- Task item -
All entries must be repeated exactly. No picture should appear in the result.
▶
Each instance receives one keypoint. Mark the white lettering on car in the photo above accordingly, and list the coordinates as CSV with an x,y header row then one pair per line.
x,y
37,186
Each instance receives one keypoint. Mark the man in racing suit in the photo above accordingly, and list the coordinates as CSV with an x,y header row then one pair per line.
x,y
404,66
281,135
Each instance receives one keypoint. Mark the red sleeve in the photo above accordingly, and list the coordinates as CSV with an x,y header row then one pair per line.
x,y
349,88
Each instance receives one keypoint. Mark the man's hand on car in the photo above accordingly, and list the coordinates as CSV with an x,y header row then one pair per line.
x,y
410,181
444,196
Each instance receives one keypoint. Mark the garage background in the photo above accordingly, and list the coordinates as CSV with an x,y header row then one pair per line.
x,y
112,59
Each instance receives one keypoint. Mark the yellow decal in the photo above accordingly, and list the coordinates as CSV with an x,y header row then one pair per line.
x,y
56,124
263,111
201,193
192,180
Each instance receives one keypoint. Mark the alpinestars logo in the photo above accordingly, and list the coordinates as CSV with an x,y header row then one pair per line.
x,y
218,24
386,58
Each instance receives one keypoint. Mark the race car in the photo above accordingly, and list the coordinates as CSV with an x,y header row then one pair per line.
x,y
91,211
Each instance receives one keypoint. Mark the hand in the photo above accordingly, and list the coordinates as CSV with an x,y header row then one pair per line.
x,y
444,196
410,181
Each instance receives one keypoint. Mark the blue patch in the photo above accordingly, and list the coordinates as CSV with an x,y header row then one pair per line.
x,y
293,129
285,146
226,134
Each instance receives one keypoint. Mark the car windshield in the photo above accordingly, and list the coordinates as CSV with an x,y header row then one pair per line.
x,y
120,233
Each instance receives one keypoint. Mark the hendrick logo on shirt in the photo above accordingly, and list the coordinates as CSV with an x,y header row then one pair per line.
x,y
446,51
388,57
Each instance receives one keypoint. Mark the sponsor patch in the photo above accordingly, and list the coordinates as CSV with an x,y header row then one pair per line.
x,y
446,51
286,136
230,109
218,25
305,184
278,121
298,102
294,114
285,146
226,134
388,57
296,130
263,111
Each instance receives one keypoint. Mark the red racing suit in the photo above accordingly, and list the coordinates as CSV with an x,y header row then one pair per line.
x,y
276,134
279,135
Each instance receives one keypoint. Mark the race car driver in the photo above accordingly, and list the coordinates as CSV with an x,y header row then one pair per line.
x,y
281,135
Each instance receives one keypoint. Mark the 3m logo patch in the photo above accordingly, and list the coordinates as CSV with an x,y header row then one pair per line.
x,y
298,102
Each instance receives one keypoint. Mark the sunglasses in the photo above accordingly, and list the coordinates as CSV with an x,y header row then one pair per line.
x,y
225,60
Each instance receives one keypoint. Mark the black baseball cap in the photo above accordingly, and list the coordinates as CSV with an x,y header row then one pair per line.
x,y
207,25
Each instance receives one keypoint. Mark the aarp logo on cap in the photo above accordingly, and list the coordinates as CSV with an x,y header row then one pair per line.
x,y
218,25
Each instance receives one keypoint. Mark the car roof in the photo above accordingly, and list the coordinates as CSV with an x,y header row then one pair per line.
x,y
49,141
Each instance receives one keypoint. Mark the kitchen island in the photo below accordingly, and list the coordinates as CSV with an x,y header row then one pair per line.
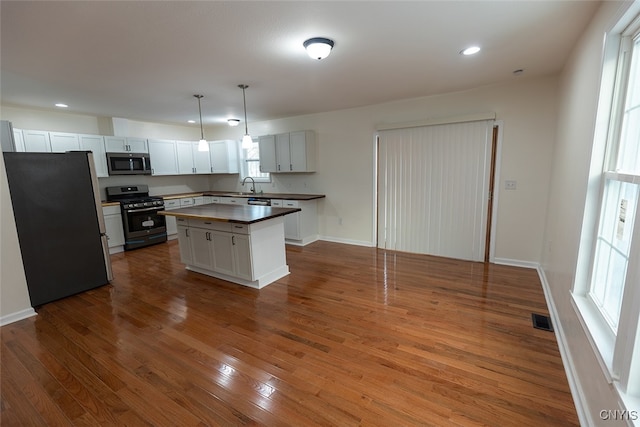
x,y
238,243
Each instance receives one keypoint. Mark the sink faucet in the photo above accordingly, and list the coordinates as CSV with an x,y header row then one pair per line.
x,y
253,187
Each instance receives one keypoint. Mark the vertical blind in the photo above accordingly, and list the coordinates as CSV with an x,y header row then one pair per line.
x,y
433,189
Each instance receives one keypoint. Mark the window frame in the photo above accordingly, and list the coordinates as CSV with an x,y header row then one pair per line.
x,y
618,354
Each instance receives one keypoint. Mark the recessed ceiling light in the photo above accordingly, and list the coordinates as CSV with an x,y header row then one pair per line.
x,y
470,51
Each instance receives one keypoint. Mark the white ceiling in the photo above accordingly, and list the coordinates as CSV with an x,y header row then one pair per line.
x,y
144,60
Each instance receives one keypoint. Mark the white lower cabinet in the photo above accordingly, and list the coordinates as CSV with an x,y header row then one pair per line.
x,y
248,254
202,253
184,241
221,247
114,228
172,227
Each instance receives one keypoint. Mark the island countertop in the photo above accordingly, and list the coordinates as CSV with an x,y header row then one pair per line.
x,y
240,214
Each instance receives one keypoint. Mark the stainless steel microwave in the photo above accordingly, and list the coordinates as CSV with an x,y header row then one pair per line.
x,y
129,163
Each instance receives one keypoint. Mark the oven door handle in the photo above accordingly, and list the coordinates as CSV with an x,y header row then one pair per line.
x,y
144,210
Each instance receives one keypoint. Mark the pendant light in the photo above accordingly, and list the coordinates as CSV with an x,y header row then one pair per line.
x,y
246,139
203,145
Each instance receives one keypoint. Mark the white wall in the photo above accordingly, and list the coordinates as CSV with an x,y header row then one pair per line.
x,y
578,99
345,167
346,159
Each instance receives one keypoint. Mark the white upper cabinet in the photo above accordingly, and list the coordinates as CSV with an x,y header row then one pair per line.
x,y
283,157
18,139
223,156
95,144
185,157
267,147
36,141
302,151
61,142
162,154
137,145
190,160
288,152
120,144
201,160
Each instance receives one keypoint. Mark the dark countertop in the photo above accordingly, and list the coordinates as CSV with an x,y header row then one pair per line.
x,y
240,214
281,196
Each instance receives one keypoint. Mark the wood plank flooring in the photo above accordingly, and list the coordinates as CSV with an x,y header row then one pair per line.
x,y
353,336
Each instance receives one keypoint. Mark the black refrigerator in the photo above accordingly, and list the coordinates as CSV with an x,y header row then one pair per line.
x,y
61,230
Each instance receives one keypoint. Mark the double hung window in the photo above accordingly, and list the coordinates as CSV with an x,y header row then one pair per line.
x,y
607,287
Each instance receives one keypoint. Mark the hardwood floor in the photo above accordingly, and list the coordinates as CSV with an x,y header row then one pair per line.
x,y
353,336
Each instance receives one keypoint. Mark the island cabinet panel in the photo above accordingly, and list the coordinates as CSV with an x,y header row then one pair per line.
x,y
223,255
184,241
201,248
250,254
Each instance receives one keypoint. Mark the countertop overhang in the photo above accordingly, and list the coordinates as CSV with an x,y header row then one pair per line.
x,y
239,214
282,196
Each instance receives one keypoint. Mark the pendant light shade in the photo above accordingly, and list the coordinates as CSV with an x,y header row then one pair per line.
x,y
246,139
203,145
318,47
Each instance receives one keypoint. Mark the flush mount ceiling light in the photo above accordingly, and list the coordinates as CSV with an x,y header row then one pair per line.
x,y
246,139
470,51
318,47
202,144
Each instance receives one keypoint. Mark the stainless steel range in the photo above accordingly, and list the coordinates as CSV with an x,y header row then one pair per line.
x,y
143,226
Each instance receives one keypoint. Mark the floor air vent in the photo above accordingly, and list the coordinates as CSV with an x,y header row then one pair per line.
x,y
541,322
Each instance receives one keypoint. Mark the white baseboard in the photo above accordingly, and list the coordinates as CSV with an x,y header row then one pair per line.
x,y
18,315
346,241
577,393
516,263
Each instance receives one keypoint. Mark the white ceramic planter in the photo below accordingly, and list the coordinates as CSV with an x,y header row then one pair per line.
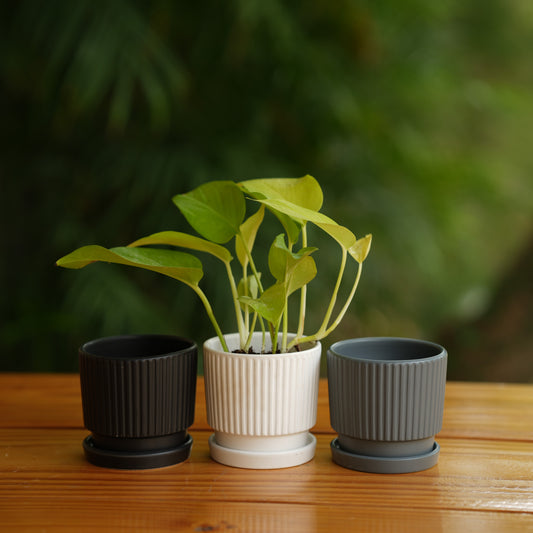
x,y
261,406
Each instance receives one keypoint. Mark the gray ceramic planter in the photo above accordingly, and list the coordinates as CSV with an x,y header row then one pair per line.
x,y
386,398
138,398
◀
- Solution to the problem -
Each instance receives one keypoint. Mark the white lettering on car in the photo above accordingly, and list the coordinates as CSV with an x,y header row then one pair per line.
x,y
37,186
Each instance receives one keypoint. Mark the man in racing suit in the photo above accordingly, and list the coordinates as CSV with an x,y header row then one pair per line.
x,y
404,66
281,135
Each instance receives one keypoint. Mark the red sleeve in the photo above accordingly, and list the coordinates as CSV with an x,y header row then one pair per line.
x,y
349,88
Each instance receives one keypoint. Mark the man's hand on car in the photo above accordingly, and list the coordinates as CSV with an x,y header row then one pair per line.
x,y
410,181
444,196
Each instance receives one keypoint. Mark the garage background in the photo above accordingly, and list the coordinates as CSV with an x,y header row then one pair per line.
x,y
112,59
Each instance receives one keypoint. Mark the yellow decal in the photo above accordingly, and list the coordinates as CSV with an x,y header row then one pair per line.
x,y
56,124
263,111
201,193
192,180
Each instance receives one keypoint. Mark the alpinestars logo in the photo above accordingly, and list the coordinates as CSV with an x,y header row then one pair per line.
x,y
218,24
386,58
Each instance receives one keypoint. Mark the race car in the photo above accordingly, and list the coordinates as CSV with an x,y header row then one pair per line.
x,y
91,211
Each instance receives one keypoint. Mark the hand in the photo above accordingly, and list the coordinates as CSV with an x,y header row then one pair per line.
x,y
444,196
410,181
Each instance receives one keypoint. Mark the blue patch in the photo above accordingly, and list the coordinates as CSV with an x,y header row then one pair per line.
x,y
293,129
285,146
226,134
Each instance receives one keypoint. Mark the car windshield in the photo above accordingly, and list the coordinates as CSV with an x,y header row then one pair per line.
x,y
120,233
Each instance receives one keypoint. Mark the hendrick logo on shirt in the photo above accordingly, and list the coordinates as CSV with an x,y header row then one pair per line.
x,y
446,51
388,57
Each instance receives one keypoint. Mark the sponsor patch in the photo above accordingly, and list the coordinates as CSV with an x,y header row then one pair per line.
x,y
446,51
286,136
230,109
218,25
305,184
278,121
298,102
294,114
285,146
226,134
388,57
296,130
263,111
Each instance receives one keypoint. Mark the red racing suit in the photo above accordingly, and list the coordinates as CSV with an x,y header row then one pair per line.
x,y
276,134
279,135
Each instance receives one keypoint. Mark the race car driver in the photo above accordingly, and list the coordinates as CSV with an x,y header row then one pair per line.
x,y
281,135
Each instance receives one keypoint. Mark the 3m logo patch in the photo above accordingly, and list the coordinates as CSV with an x,y header row then one pair per line.
x,y
298,102
Each instance receives one keypoint. Mark the sunglasses in the photo above accordingly, and list the coordinates as CSV with an x,y header row then one pair per line.
x,y
225,60
Each instance receives one keypoint. Mark the black baseball cap in the photo above accordingly, and list the coordinates as CSV with an x,y header row then one pair per line.
x,y
207,25
Each instance receives one keypoint. Mark the aarp logo on cap in the photo above accordingly, and list the coordinates as CSV with an x,y header row then one pair per line.
x,y
218,25
Each instance receives one keypoint. Mark the car roof in the photo above accordingly, and list the coordinates as CSV with an x,y header row then one pair per line.
x,y
49,141
Each instance receives one keypoint. Mark the kitchen island in the photo below accordingly, and list the coordinates as CSV with an x,y header row then one pair per line.
x,y
238,243
Each instance receives one keypoint. Mark the sink faucet in the photo above accordingly, and list the coordinates as CSV with an x,y header row then one pair per line.
x,y
253,187
Each instance receives one keypoint. Mark the vertical blind in the photo above accordingly, and list the coordinates as CSV with an x,y header row then one pair per line.
x,y
433,189
Each instance receives one keypoint. Mark the window frame in the photo above accordingly, and list the coordinates as CSV with an x,y header row then one pair per line.
x,y
618,354
Each instance receives one keypoint. Mark the recessed ceiling light in the photo above accordingly, and list the coordinates as CSV with an x,y header row then one pair per line.
x,y
470,51
Each instance receives one keypoint. Mark the white ceiling in the photo above accordingly, and list the coordinates as CSV with an x,y header row then one pair per line.
x,y
144,60
Each instance receives one keypoint. Mark the white lower cabinet in the photo above accordingly, and list the coordinates as CSV with an x,y header row then one pair per line.
x,y
248,254
202,253
184,241
221,247
114,228
172,227
Each instance receives one keypoint. Mark the island countertop in the photo above accordingly, and list the coordinates as CSV with an x,y header row then one pair per line.
x,y
240,214
Each instance receives one keypoint. Mark the stainless steel microwave in the photo above accordingly, and list the coordinates as CSV with an x,y header row then one pair per line.
x,y
129,163
Each instance receives one keypoint. Mark the oven door handle in the photo above accordingly, and list the coordinates as CSV with an x,y header row then one pair per line.
x,y
144,210
Each instance receives one keypoint. Mark the pendant light in the photo above accordingly, and list the coordinates as CSV with an x,y header row then one pair per line.
x,y
246,139
203,145
Each instance receives one keypoint. Mark the white wall in the photo above accordingly, and list the coordinates as CSV with an x,y header row then one pair per line.
x,y
578,99
345,167
346,159
Each instance receives one keypoint. Mark the white upper cabinet in the photo above accordingly, and list the coordinates as CSV with an x,y header row then one pair per line.
x,y
283,157
18,139
223,156
95,144
185,157
267,147
36,141
302,151
61,142
162,154
137,145
190,160
288,152
120,144
201,160
Each instance receives one keypoint. Mark the dark countertop in the photo above accordingly, and list the coordinates as CSV with an x,y header row then one pair per line.
x,y
240,214
281,196
Each instance receives one keypoint. Mark the wood plank flooring in the photo above accordingly, and list the coordinates as CSV with an x,y header row then one pair per line.
x,y
353,336
Each instance receives one keypoint. Mark the black refrigerator in the photo above accordingly, and list the coordinates as CSV with an x,y header row then one pair per line.
x,y
61,230
Each instance receives one keypoint. Mark the double hung window in the photo above accordingly, and list the coordinates as CSV with an x,y header row then one pair per line.
x,y
607,287
Each instance receives one keypoint. Mark the hardwood floor in the photo above accordingly, and list the coordinates as CSV with an x,y header row then one pair per line.
x,y
353,336
Each instance receives one keypoint. Mark the island cabinet panel in the photo above accordingly, and list the coordinates as CSV with an x,y header row then one pair per line.
x,y
223,255
184,241
201,248
250,254
Each instance receives one keypoint. Mark the countertop overhang in the photo above accordingly, and list the coordinates as CSV with an x,y header row then one pair per line.
x,y
239,214
282,196
Each instance receives one keypoint. Mark the pendant light shade in the photo above accordingly, and list the coordinates as CSV with an x,y header row then one pair per line.
x,y
246,139
203,145
318,47
Each instance receives one keypoint. Mark the flush mount ceiling light in the photo above accordingly, and list the coordinates as CSV with an x,y header row then one pair per line.
x,y
246,139
470,51
318,47
202,144
Each instance receives one keypoint. Mark the stainless steel range in the photo above accordingly, and list the coordinates as CSV with an x,y header row then one pair per line.
x,y
143,226
Each instance receives one keypoint. Mark the floor air vent in the photo above accordingly, and list the coordinates as CSV with an x,y header row then one pair per line.
x,y
541,322
Each instance receives one keypoint. Mark the white baseboard in the photo above accordingly, and list the coordinates as CSV with an x,y header row then one pair per line.
x,y
18,315
346,241
577,393
516,263
Each instance receives one keypoint. Mark the white ceramic planter in the photo below accordingly, and list the coordinates as CSV with an x,y header row then one pair per line.
x,y
261,406
Each instance receives one keypoint. Mark the gray ceramic planter in the photo above accordingly, and list the coordinates as CSV with an x,y header row then one pair per line.
x,y
386,398
138,398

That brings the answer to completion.